And so quickly, you know, what Grock is um and continues to be inside Nvidia as well. It’s a chip that’s designed with a data flow architecture. And what makes it very significantly different than any other computer architecture is that it’s fully deterministic. So hand in hand with the architecture is a compiler. and a compiler which predetermines where all the calculations are going to happen. And that last bit is really important because the you know the underlying thing to any AI problem and token generation is lots and lots of math. And that’s why we’re seeing this compute explode.

And I you know implore everyone to go look at the following. Uh you know we talked about one of Brad’s great investments snowflake. Snowflake is a you know database retrieval company right and so you have to go get a record and bring it back. And if you look at the number of cycles it takes to do that and compute cycles, you can really see and it’s not a really large amount, but you look at the number of tokens it takes to generate a single token. It’s mind-blowing. And the best way to think about it is it’s usually the parameter size of the model times the context length squared, right? And so that’s for each token. And you know, you’re doing something and have lots and lots of tokens. So we’re in this era where we have this incredible technology, but it’s incredibly compute intensive, several several orders of magnitude larger than any other computing paradigm we’ve had before.

You’re at your own startup, right? You have a conversation with Jonathan about merging. I was an investor in in Cerebrus, which is also building a fast inference chip. Grock was building a fast inference chip. These two companies had been in existence for upwards of 10 years. Um, and the extraordinary thing is like in year nine, they’re they’re they’re both fighting for survival. They’re not thriving, right? Like, and they’re they’re they’re building for a market that didn’t really exist. Okay. But you saw something, you know, Jensen came on my podcast, BG2, and he said, “Everything just changed.” I said, “What do you mean?” He said, “Inference time reasoning.” He said, “We’ve gone from pre-training models to inference time reasoning.” and inference is about to 1 billionx. So not 10x, not 100x, not a million x, it’s going to a billionx. And our systems of compute are not designed for what’s coming.

I remember you and I had a conversation and shortly thereafter you helped broker, you know, kind of this vision for Jonathan that said, Jonathan, I think I see your future more clearly than you do. So tell us about that moment.

Yeah, I think, you know, at that moment a couple things are happening, right? So um the market had been dominated by Nvidia um because NVIDIA is what the researchers use to create the models and so naturally when in part of creating a model inference is the forward pass of training right in the back prop that’s what’s different and so um you’re always doing inference when you’re when you’re creating models and so it’s very natural to just run it on the same hardware that you’ve created the model on and so one of the things that you know we saw with the Gro architecture was that we could complete inference much more efficiently. Right. And so if you look at our V1 chip which we you know put into the cloud that’s a silicon designed in 2018 silicon from 2019 14 nanometer and super competitive against hoppers right which is you know five generations newer in terms of silicon technology.

Material supplied:
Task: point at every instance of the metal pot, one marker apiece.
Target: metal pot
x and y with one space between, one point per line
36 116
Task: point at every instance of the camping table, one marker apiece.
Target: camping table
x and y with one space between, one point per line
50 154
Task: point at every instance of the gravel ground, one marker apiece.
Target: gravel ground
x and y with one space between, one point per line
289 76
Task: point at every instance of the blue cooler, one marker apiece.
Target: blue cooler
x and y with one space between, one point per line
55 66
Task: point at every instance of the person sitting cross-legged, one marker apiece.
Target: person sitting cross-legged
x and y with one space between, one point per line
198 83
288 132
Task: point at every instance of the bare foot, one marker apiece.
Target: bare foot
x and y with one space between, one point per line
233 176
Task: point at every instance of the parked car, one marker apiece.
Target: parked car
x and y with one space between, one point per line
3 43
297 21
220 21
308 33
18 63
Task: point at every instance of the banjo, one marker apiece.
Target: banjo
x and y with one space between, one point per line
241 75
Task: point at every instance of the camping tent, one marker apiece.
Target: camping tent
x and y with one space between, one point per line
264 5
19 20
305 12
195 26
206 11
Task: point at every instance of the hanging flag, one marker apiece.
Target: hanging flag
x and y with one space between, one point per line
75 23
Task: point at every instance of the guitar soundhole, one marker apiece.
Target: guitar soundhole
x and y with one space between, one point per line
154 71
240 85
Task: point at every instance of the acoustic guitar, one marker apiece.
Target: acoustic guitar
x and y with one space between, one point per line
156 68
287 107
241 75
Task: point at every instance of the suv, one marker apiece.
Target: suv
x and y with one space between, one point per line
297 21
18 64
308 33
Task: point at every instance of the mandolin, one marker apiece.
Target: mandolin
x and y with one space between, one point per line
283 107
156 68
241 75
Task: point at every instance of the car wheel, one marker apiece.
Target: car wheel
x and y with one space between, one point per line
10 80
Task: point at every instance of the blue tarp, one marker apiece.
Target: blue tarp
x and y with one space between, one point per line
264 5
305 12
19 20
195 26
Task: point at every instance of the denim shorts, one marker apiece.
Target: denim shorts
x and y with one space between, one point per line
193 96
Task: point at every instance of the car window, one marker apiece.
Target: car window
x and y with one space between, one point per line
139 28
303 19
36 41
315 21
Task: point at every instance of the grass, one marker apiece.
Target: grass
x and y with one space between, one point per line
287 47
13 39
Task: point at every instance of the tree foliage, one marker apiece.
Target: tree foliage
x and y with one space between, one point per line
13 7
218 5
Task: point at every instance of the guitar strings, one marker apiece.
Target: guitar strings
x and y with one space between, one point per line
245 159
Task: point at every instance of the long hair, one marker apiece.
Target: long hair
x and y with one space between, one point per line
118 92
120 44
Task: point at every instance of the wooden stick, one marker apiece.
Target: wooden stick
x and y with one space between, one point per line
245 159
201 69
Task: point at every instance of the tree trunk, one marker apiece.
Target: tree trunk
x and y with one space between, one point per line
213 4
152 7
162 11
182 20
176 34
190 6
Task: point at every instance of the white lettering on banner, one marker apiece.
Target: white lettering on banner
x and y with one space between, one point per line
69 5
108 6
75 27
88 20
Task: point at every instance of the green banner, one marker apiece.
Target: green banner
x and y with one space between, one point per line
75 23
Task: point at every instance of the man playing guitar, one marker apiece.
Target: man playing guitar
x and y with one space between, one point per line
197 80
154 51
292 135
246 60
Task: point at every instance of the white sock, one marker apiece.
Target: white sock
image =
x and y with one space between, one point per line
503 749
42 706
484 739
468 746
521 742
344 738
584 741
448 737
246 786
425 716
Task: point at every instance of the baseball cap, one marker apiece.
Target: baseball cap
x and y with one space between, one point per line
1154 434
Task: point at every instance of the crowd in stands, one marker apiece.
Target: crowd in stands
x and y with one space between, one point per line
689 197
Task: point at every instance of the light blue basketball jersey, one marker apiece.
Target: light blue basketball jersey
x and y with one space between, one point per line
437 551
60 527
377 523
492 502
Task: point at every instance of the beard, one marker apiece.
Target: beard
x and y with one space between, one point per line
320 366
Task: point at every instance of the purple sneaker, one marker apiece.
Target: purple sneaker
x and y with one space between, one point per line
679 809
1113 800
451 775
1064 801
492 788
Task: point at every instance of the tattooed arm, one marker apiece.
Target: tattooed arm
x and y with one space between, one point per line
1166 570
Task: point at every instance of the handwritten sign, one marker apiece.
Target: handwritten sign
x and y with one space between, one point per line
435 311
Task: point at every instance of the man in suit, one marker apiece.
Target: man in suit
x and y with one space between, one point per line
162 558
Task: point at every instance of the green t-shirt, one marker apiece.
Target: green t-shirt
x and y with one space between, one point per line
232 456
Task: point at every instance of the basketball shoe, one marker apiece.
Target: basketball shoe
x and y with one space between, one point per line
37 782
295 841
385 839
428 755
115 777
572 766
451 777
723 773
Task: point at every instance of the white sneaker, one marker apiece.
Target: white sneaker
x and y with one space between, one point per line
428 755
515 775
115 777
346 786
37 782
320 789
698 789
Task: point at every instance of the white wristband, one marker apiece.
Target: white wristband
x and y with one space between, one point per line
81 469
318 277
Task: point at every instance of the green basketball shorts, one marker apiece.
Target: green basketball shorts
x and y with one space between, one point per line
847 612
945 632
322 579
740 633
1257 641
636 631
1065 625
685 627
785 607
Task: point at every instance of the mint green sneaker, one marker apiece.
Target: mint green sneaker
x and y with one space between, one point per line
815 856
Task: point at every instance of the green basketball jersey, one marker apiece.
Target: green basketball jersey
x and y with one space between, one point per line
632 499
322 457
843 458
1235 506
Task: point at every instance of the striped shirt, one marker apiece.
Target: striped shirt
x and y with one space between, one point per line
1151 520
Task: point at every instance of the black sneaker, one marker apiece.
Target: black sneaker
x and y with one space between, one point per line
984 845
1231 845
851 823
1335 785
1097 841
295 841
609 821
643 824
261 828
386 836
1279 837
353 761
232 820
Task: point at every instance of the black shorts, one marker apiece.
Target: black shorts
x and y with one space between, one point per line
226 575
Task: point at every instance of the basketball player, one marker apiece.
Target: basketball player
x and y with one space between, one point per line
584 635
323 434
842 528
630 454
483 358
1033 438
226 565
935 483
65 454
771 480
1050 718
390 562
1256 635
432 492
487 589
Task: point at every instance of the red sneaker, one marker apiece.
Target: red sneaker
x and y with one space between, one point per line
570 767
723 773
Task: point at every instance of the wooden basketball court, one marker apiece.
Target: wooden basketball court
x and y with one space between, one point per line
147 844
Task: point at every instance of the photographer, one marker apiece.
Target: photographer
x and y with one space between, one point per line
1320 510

Required work:
A) Summarize the transcript in three sentences.
B) Write out everything in the transcript from "And so quickly, you" down to "this compute explode.", reproducing it word for word.

Answers provided:
A) Grock's chip uses a fully deterministic data flow architecture, paired with a compiler that predetermines where all the calculations happen. AI token generation takes so much math that this computing paradigm is several orders of magnitude more compute intensive than any before it. Grock and Cerebrus, both building fast inference chips for close to ten years, were fighting for survival until inference time reasoning promised to grow inference a billionfold, and Grock's V1 chip, 14-nanometer silicon from 2019, was super competitive against Hoppers.

B)
And so quickly, you know, what Grock is um and continues to be inside Nvidia as well. It’s a chip that’s designed with a data flow architecture. And what makes it very significantly different than any other computer architecture is that it’s fully deterministic. So hand in hand with the architecture is a compiler. and a compiler which predetermines where all the calculations are going to happen. And that last bit is really important because the you know the underlying thing to any AI problem and token generation is lots and lots of math. And that’s why we’re seeing this compute explode.